**Given request 1**
Answer these three questions using the passage on Nazi Germany.
(a) In what year were the elections that brought the Nazi Party to power held?
(b) What were the special quarters that Jewish communities were forced to live in known as?
(c) Which two peoples does the passage name as belonging to the Aryan race?
**Given request 2**
Decide whether each statement agrees with the passage on Nazi Germany. Answer yes or no, and quote the words that decide it.
(a) The Nazi Party came to power in Germany through a military coup.
(b) The Jews of Central Europe had successfully integrated into European society, especially in France and Germany.
(c) The violence against the Jewish people began all at once.
**Given request 3**
Quote, word for word, the part of the passage on Nazi Germany that opens with the words containing "When the violence" and closes with "subjected to persecution.".

**Page excerpt**

┄┄┄┄┄┄

The National Socialist (Nazi) Party headed by Adolf Hitler, author of Mein Kampf “My Struggle”, came to power in the Republic of Germany as the result of democratic elections held in 1933, at a time when Germany, like much of the Western world, was undergoing an extremely severe economic crisis. By putting the country on a war footing, the Nazi Party fought unemployment and pulled Germany out of the economic calamity that had affected the country. One of the principles comprising the Nazi world view was that of the hierarchy of races. According to this principle, the Aryan race – to which the Scandinavians and Germans belong – is the most advanced race, while the Slavs, the Jews and the gypsies are to classified as untermenschen “sub-humans”, the races that close the list from the bottom.

Following the Napoleonic Wars at the beginning of the nineteenth century and the social revolutions that took place in Central Europe in 1848 and thereafter, the Jews of Central Europe had successfully integrated into European society – especially in France and in Germany – and thus provided fertile ground for the rapid and rabid development of the pseudo-scientific anti-Semitism offered by the Nazi weltanschauung. Coming in the wake of the church-instigated anti-Semitism that had lasted for many centuries, and given the German propensity for precision, the stage was set for the outbreak of violence.

When the violence against the Jewish people began, it began gradually. At first Jews lost their jobs: not only Jewish professors were unable to find employment at German universities, but also Jewish workers in all fields found themselves on the streets, unable to provide their families with livelihoods. Jewish institutions were attacked, synagogues were raided and then burnt to the ground. Entire Jewish communities were deprived of their property and forced to live in subhuman conditions in special quarters that were known as ghettoes. Individual Jews were subjected to persecution.

The Nazi definition of a “Jew” was extremely inclusive: not even the grandchild of a Jew could feel safe, not even if his parents and he had grown up as Christians.

┄┄┄┄┄┄

**Information shown**
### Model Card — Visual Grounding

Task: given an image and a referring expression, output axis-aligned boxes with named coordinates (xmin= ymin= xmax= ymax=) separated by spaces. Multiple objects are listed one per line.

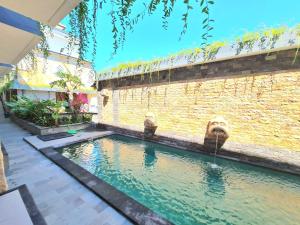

┄┄┄┄┄┄

**Finished answer 1**
(a) 1933
(b) Ghettoes
(c) The Scandinavians and the Germans

**Finished answer 2**
(a) No: "came to power in the Republic of Germany as the result of democratic elections held in 1933"
(b) Yes: "the Jews of Central Europe had successfully integrated into European society – especially in France and in Germany"
(c) No: "When the violence against the Jewish people began, it began gradually."

**Finished answer 3**
When the violence against the Jewish people began, it began gradually. At first Jews lost their jobs: not only Jewish professors were unable to find employment at German universities, but also Jewish workers in all fields found themselves on the streets, unable to provide their families with livelihoods. Jewish institutions were attacked, synagogues were raided and then burnt to the ground. Entire Jewish communities were deprived of their property and forced to live in subhuman conditions in special quarters that were known as ghettoes. Individual Jews were subjected to persecution.